Assignment: Quote the passage from the text about the tech CEOs' White House meeting between "Some of the" and "done the same.", inclusive, word for word.
[Opening Excerpted text section]
Some of the final part of the event has been well-covered in the media. We moved to the East Room in the White House proper, the tech CEOs took their places around a large table, an enormous number of photographers and reporters were ushered in, and Trump joined to make remarks and welcome his guests. He sat under a beautiful painting of Abraham Lincoln. The CEOs went around the room and made remarks that ranged from respectful to borderline fawning. It was after the photographers and reporters were ushered out that one tech CEO brought up the people in this country who are legitimately scared of government today, and respectfully suggested that more consideration be given to their plight. Out of respect for everyone who expected this session to be private, I won’t name the person who spoke. I was grateful he did and wished others had done the same.

It’s a bit of an understatement to say that there were voices that were missing from that discussion. Certainly the voices of users of government services would have changed the nature of the conversation, but if you accept the frame that this was for CEOs of the top tech companies in the US, those who came were largely leaders of companies that sell to government, at least as part of their business. Those whose businesses live or die by delighting consumers (aka regular people) were underrepresented, and not necessarily through the fault of the Office of American Innovation (OAI, who had convened the meeting). I fully respect why some tech CEOs chose not to come, but their voices would have made a difference, in part because those CEOs had less to lose by being respectfully critical. The meeting would have felt less like a chance for entrenched government players to further entrench, which I genuinely don’t believe was the intention of the folks who convened it.
[Closing Excerpted text section]
[Opening Dataset section]
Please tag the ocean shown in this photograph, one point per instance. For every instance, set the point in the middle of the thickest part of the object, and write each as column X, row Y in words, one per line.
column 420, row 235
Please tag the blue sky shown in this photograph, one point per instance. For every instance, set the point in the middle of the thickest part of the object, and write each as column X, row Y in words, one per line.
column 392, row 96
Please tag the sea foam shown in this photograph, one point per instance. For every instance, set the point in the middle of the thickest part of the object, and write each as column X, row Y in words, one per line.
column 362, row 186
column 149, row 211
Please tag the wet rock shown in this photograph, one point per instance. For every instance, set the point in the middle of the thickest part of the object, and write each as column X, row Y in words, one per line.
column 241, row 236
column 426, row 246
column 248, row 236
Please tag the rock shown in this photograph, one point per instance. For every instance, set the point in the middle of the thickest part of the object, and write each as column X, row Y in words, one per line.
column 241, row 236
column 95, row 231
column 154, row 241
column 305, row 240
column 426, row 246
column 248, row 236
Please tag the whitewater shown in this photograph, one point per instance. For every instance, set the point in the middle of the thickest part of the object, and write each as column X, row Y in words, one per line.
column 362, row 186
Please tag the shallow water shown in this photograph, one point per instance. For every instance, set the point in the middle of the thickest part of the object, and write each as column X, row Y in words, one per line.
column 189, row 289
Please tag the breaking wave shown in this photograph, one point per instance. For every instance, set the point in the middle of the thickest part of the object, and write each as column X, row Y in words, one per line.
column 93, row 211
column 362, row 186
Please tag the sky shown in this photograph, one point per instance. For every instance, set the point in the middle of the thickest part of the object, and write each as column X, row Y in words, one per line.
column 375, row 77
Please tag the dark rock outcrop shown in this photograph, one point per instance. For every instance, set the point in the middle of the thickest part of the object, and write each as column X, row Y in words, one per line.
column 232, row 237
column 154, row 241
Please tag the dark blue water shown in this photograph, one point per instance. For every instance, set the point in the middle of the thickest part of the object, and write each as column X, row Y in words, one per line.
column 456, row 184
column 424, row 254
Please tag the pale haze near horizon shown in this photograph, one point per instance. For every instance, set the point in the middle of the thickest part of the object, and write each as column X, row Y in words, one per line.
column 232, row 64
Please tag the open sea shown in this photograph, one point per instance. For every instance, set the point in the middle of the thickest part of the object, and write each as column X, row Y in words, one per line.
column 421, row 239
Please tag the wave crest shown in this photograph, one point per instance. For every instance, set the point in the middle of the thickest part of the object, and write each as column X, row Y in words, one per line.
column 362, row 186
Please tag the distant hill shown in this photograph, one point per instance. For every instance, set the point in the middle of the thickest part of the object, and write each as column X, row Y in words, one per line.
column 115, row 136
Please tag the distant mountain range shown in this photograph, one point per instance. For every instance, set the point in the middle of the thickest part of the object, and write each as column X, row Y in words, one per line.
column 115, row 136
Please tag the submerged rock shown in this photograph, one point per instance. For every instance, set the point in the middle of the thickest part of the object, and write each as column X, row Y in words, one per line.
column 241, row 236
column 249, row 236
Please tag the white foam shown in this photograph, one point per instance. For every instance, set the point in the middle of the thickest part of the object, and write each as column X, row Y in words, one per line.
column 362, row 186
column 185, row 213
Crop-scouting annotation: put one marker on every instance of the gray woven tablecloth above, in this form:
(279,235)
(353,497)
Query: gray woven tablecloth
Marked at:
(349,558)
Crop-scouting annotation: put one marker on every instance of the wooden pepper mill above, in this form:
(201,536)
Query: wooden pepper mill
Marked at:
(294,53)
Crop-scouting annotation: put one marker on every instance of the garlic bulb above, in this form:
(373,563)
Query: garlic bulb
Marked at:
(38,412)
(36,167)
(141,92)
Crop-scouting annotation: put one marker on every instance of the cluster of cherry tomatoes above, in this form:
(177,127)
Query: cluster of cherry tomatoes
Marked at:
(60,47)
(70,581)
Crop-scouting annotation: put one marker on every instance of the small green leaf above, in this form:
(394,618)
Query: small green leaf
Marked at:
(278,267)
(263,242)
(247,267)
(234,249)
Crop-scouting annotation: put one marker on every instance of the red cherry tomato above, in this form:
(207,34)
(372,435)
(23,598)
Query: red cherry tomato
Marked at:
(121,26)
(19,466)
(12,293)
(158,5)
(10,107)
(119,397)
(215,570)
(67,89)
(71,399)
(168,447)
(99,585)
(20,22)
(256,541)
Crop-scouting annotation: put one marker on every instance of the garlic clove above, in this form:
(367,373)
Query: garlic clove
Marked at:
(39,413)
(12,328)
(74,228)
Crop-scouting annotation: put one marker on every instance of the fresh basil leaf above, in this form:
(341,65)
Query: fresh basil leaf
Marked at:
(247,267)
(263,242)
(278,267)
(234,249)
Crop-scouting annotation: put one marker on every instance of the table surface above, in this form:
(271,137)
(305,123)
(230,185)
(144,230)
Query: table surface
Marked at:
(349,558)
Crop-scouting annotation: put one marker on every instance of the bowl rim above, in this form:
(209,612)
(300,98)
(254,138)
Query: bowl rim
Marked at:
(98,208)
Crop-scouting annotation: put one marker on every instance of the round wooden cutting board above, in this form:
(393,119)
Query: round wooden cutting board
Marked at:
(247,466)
[Closing Dataset section]
Task response:
Some of the final part of the event has been well-covered in the media. We moved to the East Room in the White House proper, the tech CEOs took their places around a large table, an enormous number of photographers and reporters were ushered in, and Trump joined to make remarks and welcome his guests. He sat under a beautiful painting of Abraham Lincoln. The CEOs went around the room and made remarks that ranged from respectful to borderline fawning. It was after the photographers and reporters were ushered out that one tech CEO brought up the people in this country who are legitimately scared of government today, and respectfully suggested that more consideration be given to their plight. Out of respect for everyone who expected this session to be private, I won’t name the person who spoke. I was grateful he did and wished others had done the same.